Please copy each of the records below word for word, keeping every line as it appears.
--
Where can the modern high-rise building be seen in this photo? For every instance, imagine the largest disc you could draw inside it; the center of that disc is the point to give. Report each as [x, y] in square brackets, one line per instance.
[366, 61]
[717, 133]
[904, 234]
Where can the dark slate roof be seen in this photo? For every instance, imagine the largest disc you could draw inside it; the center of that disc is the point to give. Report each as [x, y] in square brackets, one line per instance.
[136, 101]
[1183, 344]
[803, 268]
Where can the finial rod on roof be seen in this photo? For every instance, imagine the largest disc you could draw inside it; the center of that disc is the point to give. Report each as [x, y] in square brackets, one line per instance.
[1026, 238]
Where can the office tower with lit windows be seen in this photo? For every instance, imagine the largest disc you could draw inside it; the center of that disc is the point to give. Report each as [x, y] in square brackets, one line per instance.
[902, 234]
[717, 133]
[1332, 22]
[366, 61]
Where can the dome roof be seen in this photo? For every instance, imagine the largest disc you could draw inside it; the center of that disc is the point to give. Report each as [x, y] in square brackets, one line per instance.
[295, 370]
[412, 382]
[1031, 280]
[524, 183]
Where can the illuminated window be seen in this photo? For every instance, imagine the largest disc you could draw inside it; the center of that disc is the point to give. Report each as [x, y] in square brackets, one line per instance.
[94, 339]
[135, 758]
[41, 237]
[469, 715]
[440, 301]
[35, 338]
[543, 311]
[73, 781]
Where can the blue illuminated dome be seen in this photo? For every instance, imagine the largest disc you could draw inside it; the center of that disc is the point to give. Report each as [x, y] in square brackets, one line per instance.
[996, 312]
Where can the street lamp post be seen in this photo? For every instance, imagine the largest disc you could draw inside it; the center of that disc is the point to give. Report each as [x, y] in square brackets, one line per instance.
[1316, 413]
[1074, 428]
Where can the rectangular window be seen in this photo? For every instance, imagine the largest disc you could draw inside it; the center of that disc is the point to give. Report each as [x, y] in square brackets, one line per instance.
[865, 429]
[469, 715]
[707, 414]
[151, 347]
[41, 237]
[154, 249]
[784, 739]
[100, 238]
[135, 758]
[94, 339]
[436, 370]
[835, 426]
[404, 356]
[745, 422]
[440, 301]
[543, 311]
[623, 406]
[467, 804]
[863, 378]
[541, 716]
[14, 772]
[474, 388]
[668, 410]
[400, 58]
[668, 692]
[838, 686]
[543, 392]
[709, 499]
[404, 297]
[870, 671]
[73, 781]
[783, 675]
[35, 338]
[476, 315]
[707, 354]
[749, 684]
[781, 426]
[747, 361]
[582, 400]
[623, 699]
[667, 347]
--
*RIGHT ANSWER*:
Where can the modern high-rise building be seen in this photo? For every instance, imagine the largest disc you could draw inside it; the center of that disc is the point to give. Report each as [x, y] in square brackets, one line per instance.
[366, 61]
[717, 133]
[904, 234]
Where can the dark slate roof be seen in this photo? For every instance, imagine the largest disc you could draw inside it; the center of that disc is the point to give. Report each as [x, y] in square brackets, one line per instance.
[136, 101]
[1183, 344]
[803, 268]
Where can the finial rod on roof be seen in this photo? For every instance, imagine the largest disc you could draw inside it; the center of that disc is the point to give. Report each as [x, y] in square brackets, one line per instance.
[1026, 238]
Where can the office tower with lit windows be seen in this photo? For every instance, imagine the largest disc you could draw inside it; the center of that disc is the point to give. Report each as [x, y] in square brackets, one line per instance.
[902, 234]
[717, 133]
[1332, 22]
[366, 61]
Where can the dome roof be seen in this photo? For every instance, imagine the largest disc you could draw inside it; the center of that disc is the point to give. Report each as [x, y] in square brackets, one line per instance.
[295, 370]
[412, 382]
[1031, 280]
[524, 183]
Where can the illuminated window be seen in this photo? For every instance, imagine the largest disc you could draw inside it; the center of that disc is the point to give. Report each as [x, y] in square brackets, one line per instance.
[94, 339]
[135, 758]
[41, 237]
[469, 715]
[440, 301]
[35, 338]
[543, 311]
[73, 781]
Where can the blue illuminated dome be seen in this photo? For every instance, imagine the largest disc you could draw inside it; the center of that disc is the point to give. Report each as [x, y] in square brackets, one line per instance.
[996, 312]
Where can the street lamp post be seen in this photo? For every instance, imagine the largest disc you could draw inside it; the center of that disc is the point to give. Report each as [x, y] in square brackets, one line per instance.
[1316, 413]
[1074, 428]
Where can the rectangular window be seen in this photo? For every instance, imagine the largest disc you could draw inside it; the center of that disc is the point to give. Report each as [x, y] in square brackets, one line per instance.
[865, 429]
[469, 715]
[707, 414]
[151, 347]
[41, 237]
[154, 249]
[784, 739]
[100, 238]
[135, 758]
[94, 339]
[436, 370]
[835, 426]
[404, 356]
[745, 422]
[440, 301]
[543, 311]
[623, 406]
[467, 804]
[863, 378]
[541, 716]
[14, 772]
[474, 388]
[668, 410]
[400, 58]
[668, 692]
[838, 686]
[543, 392]
[709, 499]
[404, 297]
[870, 671]
[73, 781]
[783, 675]
[35, 338]
[476, 315]
[707, 354]
[749, 684]
[781, 426]
[747, 361]
[582, 400]
[623, 699]
[667, 347]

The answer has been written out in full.